Exercise description | Write out every entry, unchanged. Skip any picture.

Provided data |
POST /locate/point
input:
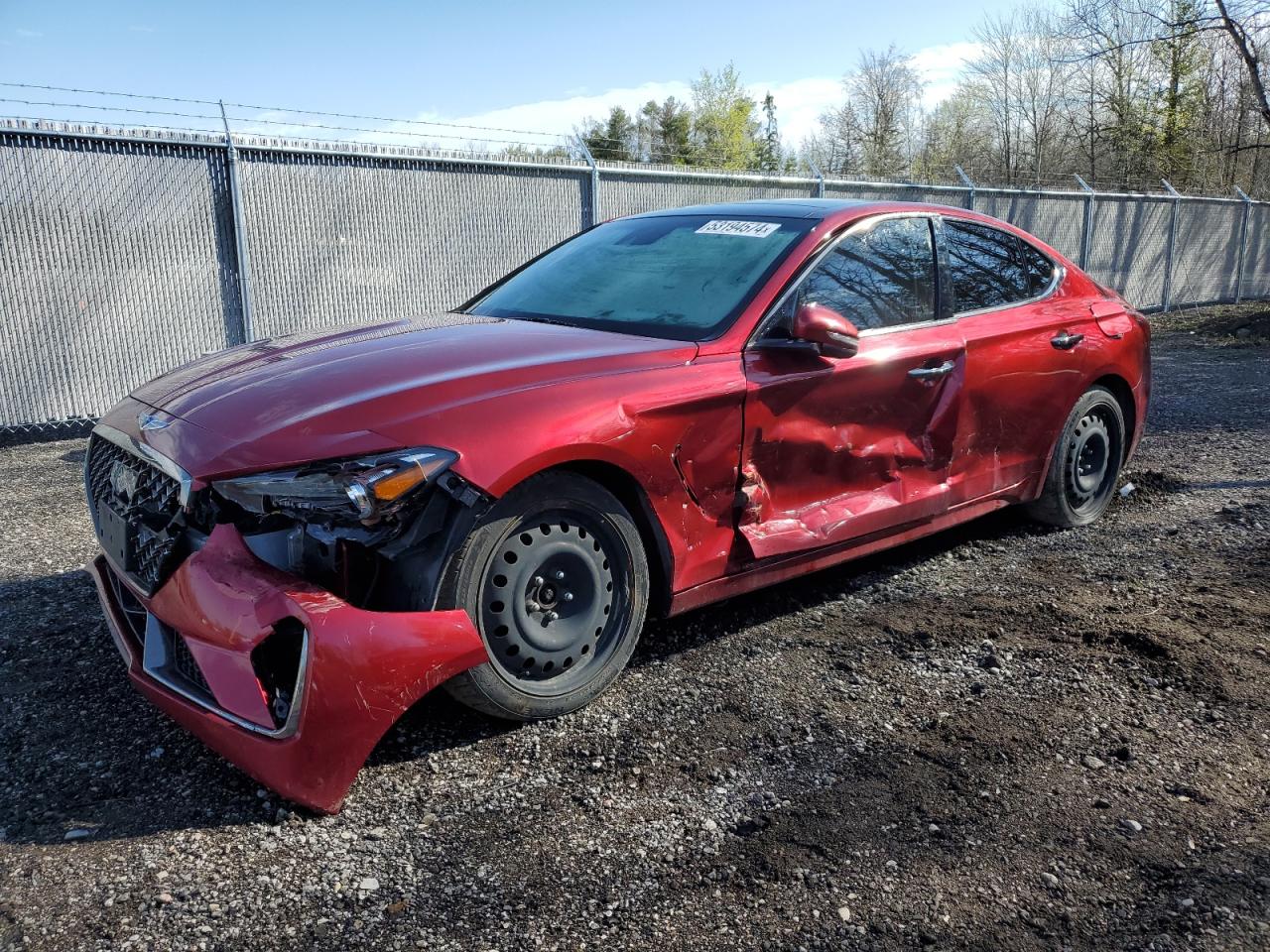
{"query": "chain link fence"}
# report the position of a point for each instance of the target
(123, 255)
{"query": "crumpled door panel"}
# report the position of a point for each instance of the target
(846, 448)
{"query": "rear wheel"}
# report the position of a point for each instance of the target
(1086, 463)
(557, 580)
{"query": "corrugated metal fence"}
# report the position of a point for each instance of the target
(122, 257)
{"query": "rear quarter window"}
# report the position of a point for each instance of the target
(992, 268)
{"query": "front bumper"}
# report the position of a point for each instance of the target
(359, 670)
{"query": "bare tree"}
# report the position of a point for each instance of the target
(1246, 24)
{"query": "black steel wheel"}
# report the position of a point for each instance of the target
(1086, 463)
(557, 580)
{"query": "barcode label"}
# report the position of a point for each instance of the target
(746, 229)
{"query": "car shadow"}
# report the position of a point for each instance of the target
(84, 754)
(663, 639)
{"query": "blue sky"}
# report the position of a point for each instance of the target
(541, 66)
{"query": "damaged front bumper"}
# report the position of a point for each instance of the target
(278, 675)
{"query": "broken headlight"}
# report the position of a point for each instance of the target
(362, 489)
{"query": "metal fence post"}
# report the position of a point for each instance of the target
(239, 234)
(1087, 225)
(969, 184)
(593, 204)
(820, 178)
(1170, 246)
(1239, 263)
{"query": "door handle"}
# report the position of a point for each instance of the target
(933, 372)
(1066, 341)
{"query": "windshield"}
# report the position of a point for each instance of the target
(683, 277)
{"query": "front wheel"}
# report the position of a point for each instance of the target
(556, 578)
(1086, 463)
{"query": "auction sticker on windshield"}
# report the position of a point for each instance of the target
(746, 229)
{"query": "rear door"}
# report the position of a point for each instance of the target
(1026, 354)
(841, 448)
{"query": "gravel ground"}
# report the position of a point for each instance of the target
(998, 738)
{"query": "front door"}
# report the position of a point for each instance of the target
(842, 448)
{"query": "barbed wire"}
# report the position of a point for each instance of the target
(273, 122)
(287, 109)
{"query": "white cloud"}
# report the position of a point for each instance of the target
(942, 67)
(799, 105)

Task solution |
POST /locate/point
input:
{"query": "chain link fence"}
# report the position of a point for each instance of the target
(123, 255)
{"query": "crumpled door panel"}
# report the position of a point for each instance of the target
(846, 448)
{"query": "rear wheel"}
# report the position of a point for each instance of the target
(1086, 463)
(557, 580)
{"query": "corrugated metal fence"}
# report the position of a point for each instance of the target
(122, 257)
{"query": "rear quarter window"}
# report the position of a point for each instance of the target
(992, 268)
{"query": "front bumper"}
# report the position of a point for each instance of the target
(359, 670)
{"query": "bare tree"}
# report the position of a point for each instance of the target
(1246, 24)
{"query": "black steel wheel"}
# report the position of a point for each instance of the target
(1086, 463)
(557, 580)
{"query": "barcode label"}
# report the position of a point for each instance of the target
(746, 229)
{"query": "car shadow"}
# report the position of a point for each instance of the target
(84, 754)
(663, 639)
{"query": "blue sky"}
# report the position of a point for each instance of the target
(541, 66)
{"query": "damaged front bumper"}
# report the position of a point for each instance of the target
(278, 675)
{"query": "broken headlight"}
# report the position of a point for each instance of the target
(362, 489)
{"query": "metal fence post"}
# report the position of a point for each instance of the target
(239, 234)
(1087, 225)
(969, 184)
(593, 204)
(820, 178)
(1170, 246)
(1239, 263)
{"query": "door handle"}
# report the position of a point for each instance of the target
(933, 372)
(1066, 341)
{"query": "windshield"}
# report the position of a point for each instance of the target
(683, 277)
{"query": "front wheel"}
# report the position of a point for each instance of the target
(556, 578)
(1086, 463)
{"query": "auction sticker on windshield"}
# report the position of a point for each instance of the target
(746, 229)
{"query": "rear door"}
# report the position of a point for each instance of the target
(1026, 354)
(841, 448)
{"query": "gravel ground"}
# report the position of a point for each instance of the target
(998, 738)
{"query": "front door"}
# report the position of a point for each instance of the target
(842, 448)
{"query": "barbed wire"}
# report the position of a point for each instance of the target
(273, 122)
(287, 109)
{"query": "white cloud"}
# report the position of a point for each instance of the target
(942, 67)
(799, 105)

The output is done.